## TEKS KUTIPAN
Lalu Papua, model pencalonannya mengenal aturan harus orang asli Papua dan mengenal pemberian suara secara konsensus atau mufakat dengan sistem noken. Semuanya diatur oleh undang-undang, bahwa asal usul keistimewaan itu harus dengan undang-undang khusus.

Apakah pilkada asimetris tetap demokratis?

Nah, pilkada asimetris itu tetap harus mengacu pada definisi demokrasi. Saya ambil dari perspektif International Institute for Democracy and Electoral Assistance (IDEA), demokrasi adalah sebuah sistem yang terdiri dari dua elemen, yaitu popular control atau kendali rakyat dan political equality. Keduanya, ada lima variabelnya. Pertama, representative government. Kedua, fundamental right. Ketiga, checks on government. Keempat, impartial administration. Kelima, participatory engagement.

Maka, demokrasi tidak sesederhana pemilihan. Demokrasi harus melihat bagaimana lima variabel ini diturunkan ke dalam sub-sub variabel yang ada. Jadi, bukan hanya ada pemilu, ada demokrasi. Tapi itu ekosistem yang komprehensif, yang kita sebagai negara, harus memastikan seluruh variabel ini bisa terimplementasi.

Pilkada asimetris konstitusional?

Ada sejumlah pasal di UUD 1945 yang perlu jadi pegangan dalam mengartikan apa yang dimaksud asimetris. Pertama, Pasal 18 ayat (4), “Gubernur, Bupati, dan Walikota masing-masing sebagai kepala pemerintah daerah provinsi, kabupaten, dan kota dipilih secara demokratis.”.

Kedua, Pasal 18B: ayat (1), “Negara mengakui dan menghormati satuan-satuan pemerintahan daerah yang bersifat khusus atau bersifat istimewa yang diatur dengan undang-undang”; ayat 2, “Negara mengakui dan menghormati kesatuan-kesatuan masyarakat hukum adat beserta hak-hak tradisionalnya sepanjang masih hidup dan sesuai dengan perkembangan masyarakat dan prinsip Negara Kesatuan Republik Indonesia, yang diatur dalam undang-undang”.

Ketiga, Pasal 27 ayat (1), “Segala warga negara bersamaan kedudukannya di dalam hukum dan pemerintahan dan wajib menjunjung hukum dan pemerintahan itu dengan tidak ada kecualinya.”

Keempat, Pasal 28H ayat (2), “Setiap orang berhak mendapat kemudahan dan perlakuan khusus untuk memperoleh kesempatan dan manfaat yang sama guna mencapai persamaan dan keadilan.”

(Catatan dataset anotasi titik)
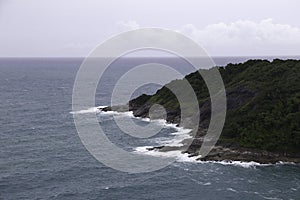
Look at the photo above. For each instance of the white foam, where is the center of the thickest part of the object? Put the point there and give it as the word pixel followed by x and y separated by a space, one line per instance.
pixel 89 110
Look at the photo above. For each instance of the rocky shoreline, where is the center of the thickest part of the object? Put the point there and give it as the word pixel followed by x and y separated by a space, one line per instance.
pixel 219 152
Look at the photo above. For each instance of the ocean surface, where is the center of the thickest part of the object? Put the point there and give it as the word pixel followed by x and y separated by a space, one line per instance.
pixel 42 157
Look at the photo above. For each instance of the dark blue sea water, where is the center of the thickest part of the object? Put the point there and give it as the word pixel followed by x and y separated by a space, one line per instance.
pixel 42 157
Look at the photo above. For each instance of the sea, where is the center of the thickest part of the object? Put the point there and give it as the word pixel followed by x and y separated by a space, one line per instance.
pixel 43 157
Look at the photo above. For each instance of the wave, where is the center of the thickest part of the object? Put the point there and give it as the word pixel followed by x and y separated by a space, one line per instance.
pixel 89 110
pixel 179 136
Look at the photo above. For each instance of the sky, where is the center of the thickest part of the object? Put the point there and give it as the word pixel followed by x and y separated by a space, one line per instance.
pixel 72 28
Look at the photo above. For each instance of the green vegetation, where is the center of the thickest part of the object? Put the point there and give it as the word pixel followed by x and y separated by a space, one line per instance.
pixel 263 101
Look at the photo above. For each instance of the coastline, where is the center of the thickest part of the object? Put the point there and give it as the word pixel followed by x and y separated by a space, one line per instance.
pixel 220 153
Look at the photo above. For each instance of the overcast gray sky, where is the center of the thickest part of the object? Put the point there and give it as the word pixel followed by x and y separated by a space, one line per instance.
pixel 223 27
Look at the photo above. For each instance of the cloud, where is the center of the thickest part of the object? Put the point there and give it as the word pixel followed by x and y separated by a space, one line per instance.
pixel 127 25
pixel 245 37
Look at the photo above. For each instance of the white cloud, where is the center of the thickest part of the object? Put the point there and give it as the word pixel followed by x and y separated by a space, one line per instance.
pixel 240 38
pixel 245 37
pixel 127 25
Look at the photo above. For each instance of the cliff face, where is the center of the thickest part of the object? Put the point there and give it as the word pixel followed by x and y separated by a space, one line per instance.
pixel 263 106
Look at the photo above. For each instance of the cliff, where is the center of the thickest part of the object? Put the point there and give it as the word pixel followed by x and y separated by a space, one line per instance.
pixel 263 116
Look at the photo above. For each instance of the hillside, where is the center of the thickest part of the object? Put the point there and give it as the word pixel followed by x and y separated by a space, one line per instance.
pixel 263 107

## YANG DIKERJAKAN
a: Teks tentang pilkada asimetris mengambil definisi demokrasi dari perspektif lembaga apa?
b: Tuliskan kembali bagian teks tentang pilkada asimetris tanpa mengubah satu kata pun. Mulailah pada kata-kata "Lalu Papua, model", lalu berhenti setelah kata-kata "Kelima, participatory engagement.".

## JAWABAN TIAP TUGAS
a: Dari perspektif International Institute for Democracy and Electoral Assistance (IDEA).

b:
Lalu Papua, model pencalonannya mengenal aturan harus orang asli Papua dan mengenal pemberian suara secara konsensus atau mufakat dengan sistem noken. Semuanya diatur oleh undang-undang, bahwa asal usul keistimewaan itu harus dengan undang-undang khusus.

Apakah pilkada asimetris tetap demokratis?

Nah, pilkada asimetris itu tetap harus mengacu pada definisi demokrasi. Saya ambil dari perspektif International Institute for Democracy and Electoral Assistance (IDEA), demokrasi adalah sebuah sistem yang terdiri dari dua elemen, yaitu popular control atau kendali rakyat dan political equality. Keduanya, ada lima variabelnya. Pertama, representative government. Kedua, fundamental right. Ketiga, checks on government. Keempat, impartial administration. Kelima, participatory engagement.